STATED GOAL 1 ::
Answer these questions from the Anti-Academy proposal, one per line:
(a) Who is the proposal from?
(b) Around what year were the three "anti-academy" art programs started?
(c) In which three places did the teaching programs take shape?
STATED GOAL 2 :: Carry on the Anti-Academy exhibition proposal from its final sentence.

TEXT EXCERPT ::
□ □ □ □ □ □ □

美学校アーカイブ
■ アリス・モード・ロクスビーさんと嶋田美子さんによる美学校研究など
※ 以下の文章群はアリス・モード・ロクスビーさんと嶋田美子さんのご好意により掲載させていただいております。
※ 著作権はアリス・モード・ロクスビーさんと嶋田美子さん帰属します。無断転載をお断りします。
※ 内容に関して質問等ありましたら、是非bigakko@tokyo.email.ne.jpまでお寄せください。
proposal of Bigakko exhibition
Anti-Academy
Proposal from Alice Maude-Roxby and Yoshiko Shimada
At a time when art school education is apparently ‘in crisis’ we look to significant artists’ workshops developed in the late ’60s and propose an exhibition and publication examining the teaching and student experiences of three idiosyncratic ‘anti-academy’ art programmes instigated around 1969 in response to the context of political/social/cultural change. Where the current debate around art education in crisis seems anchored on the demise and economic unviability of the conversational ‘one to one tutorial’ our investigation centres in particular on an unpacking of active and physical group experience- the ‘artist’s workshop’- specifically of the late 1960s and early 1970s, as an impetus for exchange and transferal from one practice to another. These artists’ workshops opened up questions on all levels of what art could be and how it could directly relate to life. In an opening up of the questions of how to teach and how to learn these workshops often utilized ‘performance’ or resulted in ‘events’ which were ephemeral and site specific, evidenced through film, photography, visual teaching notes, handmade/low tech journals and writing and at times re-surfacing subsequently as the group experience was assimilated into individual student practices. As subject for an exhibition an insight into the nuts and bolts of production- in this case through the actuality and impact of ‘radical’ artists’ workshops from written proposal to action - opens up ‘dialogue’ on the potential ongoing relationship of art to life rather than closing down by taking a historical view which situates these events as finished in the past. For the exhibition Anti-Academy the materials relating to three distinct teaching programmes (each evolving around 1968- in Tokyo, Iowa and Copenhagen) are evidenced through artists’ written proposals, films, photographs, manifestos, teaching notes, artifacts, objects and paintings and at times the workshop instruction is re-visited and currently activated by students and artists in the present time.

□ □ □ □ □ □ □

EXTRACTED MATERIAL ::

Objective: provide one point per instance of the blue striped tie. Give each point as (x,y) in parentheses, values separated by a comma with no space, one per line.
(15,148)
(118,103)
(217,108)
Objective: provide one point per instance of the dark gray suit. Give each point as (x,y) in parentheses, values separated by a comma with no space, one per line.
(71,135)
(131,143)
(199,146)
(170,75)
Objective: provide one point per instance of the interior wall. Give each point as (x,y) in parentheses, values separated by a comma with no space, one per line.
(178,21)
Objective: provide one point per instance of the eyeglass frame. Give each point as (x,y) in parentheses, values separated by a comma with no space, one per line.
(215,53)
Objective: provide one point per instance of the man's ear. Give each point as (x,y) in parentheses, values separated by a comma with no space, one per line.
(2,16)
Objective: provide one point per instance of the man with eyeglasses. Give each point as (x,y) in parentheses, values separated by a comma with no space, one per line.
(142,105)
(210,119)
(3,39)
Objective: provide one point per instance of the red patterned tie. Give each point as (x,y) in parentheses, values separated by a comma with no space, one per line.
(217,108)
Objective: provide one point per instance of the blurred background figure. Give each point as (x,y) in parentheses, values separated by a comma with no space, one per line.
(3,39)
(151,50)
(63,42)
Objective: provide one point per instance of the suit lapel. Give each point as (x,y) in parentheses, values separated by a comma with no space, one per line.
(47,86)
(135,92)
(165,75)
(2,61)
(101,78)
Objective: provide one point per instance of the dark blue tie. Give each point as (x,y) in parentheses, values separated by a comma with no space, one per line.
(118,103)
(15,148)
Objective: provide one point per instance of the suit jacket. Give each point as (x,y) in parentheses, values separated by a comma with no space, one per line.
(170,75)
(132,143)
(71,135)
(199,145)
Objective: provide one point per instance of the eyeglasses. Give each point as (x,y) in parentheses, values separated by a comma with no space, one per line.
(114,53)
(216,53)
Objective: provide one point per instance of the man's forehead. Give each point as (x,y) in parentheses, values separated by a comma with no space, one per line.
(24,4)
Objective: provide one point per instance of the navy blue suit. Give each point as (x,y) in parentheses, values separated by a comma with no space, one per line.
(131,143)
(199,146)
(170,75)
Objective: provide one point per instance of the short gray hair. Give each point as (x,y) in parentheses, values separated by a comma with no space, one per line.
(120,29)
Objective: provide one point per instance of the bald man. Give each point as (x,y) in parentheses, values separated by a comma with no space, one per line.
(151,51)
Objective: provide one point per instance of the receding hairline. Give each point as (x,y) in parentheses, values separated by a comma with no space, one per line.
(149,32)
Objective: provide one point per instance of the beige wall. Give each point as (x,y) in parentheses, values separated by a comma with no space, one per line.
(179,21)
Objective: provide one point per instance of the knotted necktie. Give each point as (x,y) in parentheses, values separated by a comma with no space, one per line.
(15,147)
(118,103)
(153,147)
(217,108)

□ □ □ □ □ □ □

REPLY 1 ::
(a) Alice Maude-Roxby and Yoshiko Shimada
(b) Around 1969
(c) Tokyo, Iowa and Copenhagen

REPLY 2 ::
Our focus is on the early artists’ workshops at Bigakko, Tokyo (the anti-academy founded in1969 with artists Genpei Akasegawa Genpei, Natsuyuki Nakanishi, Kikkuhata); the Intermedia Programme, Iowa University (programme founded by Hans Breder in 1969 with visiting lecturers Vito Acconci, Mary Beth Edelson, Linda Montana, Charlotte Moorman/Nam June Paik and students Ana Mendieta, Charles Ray) and the collaborative activities of Ex-School, Copenhagen (the ‘Experimental School’ founded in 1961 by Troels Andersen with the participation of Per Kirkeby, Henning Christiansen and others), Denmark. These three anti-academies situated themselves on the peripheries of the art world and each retained an idiosyncratic character directly fuelled up by opposition to the mainstream and in response to the political and social climate, location and cultural context which were acutely beyond the comparatively mainstream character of what has been considered ‘avant garde’ education for example at Freie University in Dusseldorf or Cal Arts.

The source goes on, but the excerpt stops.